● Selected extract
○ ○ ○

The Alex T. Duffy Fairgrounds is a multi-purpose facility in Watertown, New York, spanning 67 acres. The stadium capacity is 3,500. It contains the longest-running fair in the United States, The Jefferson County Fair, and was named after Alex T. Duffy.

Events

Baseball
A baseball park on the grounds serves as home to the Watertown Rapids of the Perfect Game Collegiate Baseball League. The ballpark has a capacity of 2,500 people and opened in 1936. It served as minor league baseball home to the 1936 Watertown Grays of the Class C level Canadian-American League and Watertown Athletics of the Class C level Border League from 1946 to 1951. From 1983 until 1998 it was the home of the Watertown Pirates and Watertown Indians of the Class A level New York–Penn League. In 1999, the New York Penn-League franchise moved to Staten Island and became the Staten Island Yankees through 2019.

Football
The Watertown Red & Black play their home games at the fairgrounds. The stadium's namesake, Alex Duffy, was a longtime member of the Red & Black during its prime days as a professional team.

Ice hockey
The Watertown Municipal Arena is located on the fairgrounds. Since 2012, the arena has been used for a minor professional hockey team now called the Watertown Wolves of the Federal Prospects Hockey League. It was originally called the 1000 Islands Privateers when it moved from Alexandria Bay to Watertown, and it took the  2015–16 season off for arena renovations.

○ ○ ○

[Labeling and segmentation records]

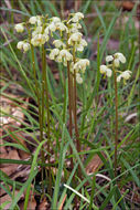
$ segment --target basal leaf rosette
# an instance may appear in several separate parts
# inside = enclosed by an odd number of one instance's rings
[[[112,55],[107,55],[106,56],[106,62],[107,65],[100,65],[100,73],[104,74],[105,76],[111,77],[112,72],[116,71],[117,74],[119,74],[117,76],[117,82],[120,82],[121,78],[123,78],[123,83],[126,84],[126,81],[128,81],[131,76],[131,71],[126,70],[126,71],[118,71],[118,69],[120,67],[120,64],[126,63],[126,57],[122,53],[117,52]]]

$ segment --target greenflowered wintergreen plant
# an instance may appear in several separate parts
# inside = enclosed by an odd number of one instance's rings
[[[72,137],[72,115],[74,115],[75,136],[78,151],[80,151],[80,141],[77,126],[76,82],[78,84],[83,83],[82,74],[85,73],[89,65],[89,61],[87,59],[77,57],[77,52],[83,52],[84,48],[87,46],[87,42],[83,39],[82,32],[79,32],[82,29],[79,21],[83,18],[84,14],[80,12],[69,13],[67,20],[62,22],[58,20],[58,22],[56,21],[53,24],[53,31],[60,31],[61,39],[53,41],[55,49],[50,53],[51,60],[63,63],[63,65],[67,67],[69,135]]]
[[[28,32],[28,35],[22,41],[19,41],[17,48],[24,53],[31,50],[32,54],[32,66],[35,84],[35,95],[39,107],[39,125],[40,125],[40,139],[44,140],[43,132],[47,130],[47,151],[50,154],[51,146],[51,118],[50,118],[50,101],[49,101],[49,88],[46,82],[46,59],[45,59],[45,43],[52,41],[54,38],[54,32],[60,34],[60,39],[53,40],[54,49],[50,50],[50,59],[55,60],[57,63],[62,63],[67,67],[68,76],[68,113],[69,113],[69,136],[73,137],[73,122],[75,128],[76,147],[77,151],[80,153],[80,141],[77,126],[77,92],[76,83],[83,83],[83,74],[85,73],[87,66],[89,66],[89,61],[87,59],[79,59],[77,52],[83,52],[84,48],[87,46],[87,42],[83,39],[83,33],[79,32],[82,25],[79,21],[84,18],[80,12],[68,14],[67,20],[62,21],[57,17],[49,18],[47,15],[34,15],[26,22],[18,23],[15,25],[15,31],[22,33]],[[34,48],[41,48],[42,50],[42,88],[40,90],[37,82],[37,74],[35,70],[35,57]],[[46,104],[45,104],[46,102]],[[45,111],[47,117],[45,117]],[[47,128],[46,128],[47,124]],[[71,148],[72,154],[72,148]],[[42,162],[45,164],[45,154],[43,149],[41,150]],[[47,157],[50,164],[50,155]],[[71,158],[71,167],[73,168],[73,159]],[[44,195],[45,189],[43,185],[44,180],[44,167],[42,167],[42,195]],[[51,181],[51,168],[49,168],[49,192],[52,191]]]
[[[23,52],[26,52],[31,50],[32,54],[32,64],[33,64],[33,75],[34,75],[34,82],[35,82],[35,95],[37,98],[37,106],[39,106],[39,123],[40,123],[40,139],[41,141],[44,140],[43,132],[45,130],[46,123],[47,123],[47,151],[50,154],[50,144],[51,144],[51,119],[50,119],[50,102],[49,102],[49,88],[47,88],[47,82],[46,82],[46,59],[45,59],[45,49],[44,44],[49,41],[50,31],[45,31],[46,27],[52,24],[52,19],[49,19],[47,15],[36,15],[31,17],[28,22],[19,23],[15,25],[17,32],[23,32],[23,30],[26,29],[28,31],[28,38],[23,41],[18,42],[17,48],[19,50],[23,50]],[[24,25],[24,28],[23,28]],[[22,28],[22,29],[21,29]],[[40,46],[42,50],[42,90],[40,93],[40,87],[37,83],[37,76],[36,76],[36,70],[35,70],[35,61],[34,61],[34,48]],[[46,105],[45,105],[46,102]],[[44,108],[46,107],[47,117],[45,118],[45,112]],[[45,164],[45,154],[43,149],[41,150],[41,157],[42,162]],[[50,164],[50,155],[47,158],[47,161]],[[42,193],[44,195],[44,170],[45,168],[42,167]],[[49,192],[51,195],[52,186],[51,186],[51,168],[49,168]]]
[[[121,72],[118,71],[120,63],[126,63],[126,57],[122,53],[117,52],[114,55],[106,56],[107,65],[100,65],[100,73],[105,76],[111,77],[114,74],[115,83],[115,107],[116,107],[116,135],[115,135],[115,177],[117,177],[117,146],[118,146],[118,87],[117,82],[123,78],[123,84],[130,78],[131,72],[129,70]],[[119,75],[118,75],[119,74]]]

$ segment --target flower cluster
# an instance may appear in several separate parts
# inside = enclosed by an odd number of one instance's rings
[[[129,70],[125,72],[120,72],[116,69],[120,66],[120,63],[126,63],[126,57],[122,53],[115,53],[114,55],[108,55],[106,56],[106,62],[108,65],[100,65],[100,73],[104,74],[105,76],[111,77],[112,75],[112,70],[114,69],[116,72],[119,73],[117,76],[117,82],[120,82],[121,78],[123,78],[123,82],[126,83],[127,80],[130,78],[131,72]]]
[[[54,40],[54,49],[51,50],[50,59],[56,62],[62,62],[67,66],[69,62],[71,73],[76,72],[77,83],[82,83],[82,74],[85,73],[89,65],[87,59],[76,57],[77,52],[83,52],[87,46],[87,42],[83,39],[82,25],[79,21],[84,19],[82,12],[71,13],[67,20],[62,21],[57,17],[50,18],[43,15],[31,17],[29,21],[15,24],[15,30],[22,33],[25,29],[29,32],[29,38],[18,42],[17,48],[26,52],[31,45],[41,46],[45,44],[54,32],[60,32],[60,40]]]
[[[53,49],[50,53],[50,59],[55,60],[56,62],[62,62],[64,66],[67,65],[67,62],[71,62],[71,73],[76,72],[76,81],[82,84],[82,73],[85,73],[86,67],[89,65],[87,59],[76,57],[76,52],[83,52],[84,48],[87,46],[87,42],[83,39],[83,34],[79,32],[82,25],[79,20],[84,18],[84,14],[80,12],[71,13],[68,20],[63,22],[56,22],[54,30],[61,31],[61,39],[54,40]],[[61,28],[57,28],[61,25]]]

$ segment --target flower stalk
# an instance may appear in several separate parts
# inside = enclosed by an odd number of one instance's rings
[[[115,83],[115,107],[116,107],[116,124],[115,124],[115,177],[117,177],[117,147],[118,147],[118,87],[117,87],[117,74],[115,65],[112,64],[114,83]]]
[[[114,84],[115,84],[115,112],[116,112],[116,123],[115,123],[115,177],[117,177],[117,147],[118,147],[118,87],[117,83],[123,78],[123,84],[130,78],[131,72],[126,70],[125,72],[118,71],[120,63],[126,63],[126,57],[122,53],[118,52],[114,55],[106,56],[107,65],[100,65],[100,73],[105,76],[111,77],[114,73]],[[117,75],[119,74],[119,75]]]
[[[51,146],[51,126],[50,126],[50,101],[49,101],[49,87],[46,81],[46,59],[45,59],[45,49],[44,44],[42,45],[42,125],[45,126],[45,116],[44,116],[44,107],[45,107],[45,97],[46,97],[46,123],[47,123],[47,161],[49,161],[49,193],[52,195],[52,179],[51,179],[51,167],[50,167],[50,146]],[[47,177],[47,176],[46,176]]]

○ ○ ○

● Objectives
1. Repeat the fairgrounds text starting at "The Alex T." and ending at "Yankees through 2019.", and please switch "ballpark" to "stadium".
2. According to the fairgrounds text, in what year did the ballpark open?

● Results by task
1.
The Alex T. Duffy Fairgrounds is a multi-purpose facility in Watertown, New York, spanning 67 acres. The stadium capacity is 3,500. It contains the longest-running fair in the United States, The Jefferson County Fair, and was named after Alex T. Duffy.

Events

Baseball
A baseball park on the grounds serves as home to the Watertown Rapids of the Perfect Game Collegiate Baseball League. The stadium has a capacity of 2,500 people and opened in 1936. It served as minor league baseball home to the 1936 Watertown Grays of the Class C level Canadian-American League and Watertown Athletics of the Class C level Border League from 1946 to 1951. From 1983 until 1998 it was the home of the Watertown Pirates and Watertown Indians of the Class A level New York–Penn League. In 1999, the New York Penn-League franchise moved to Staten Island and became the Staten Island Yankees through 2019.

2. 1936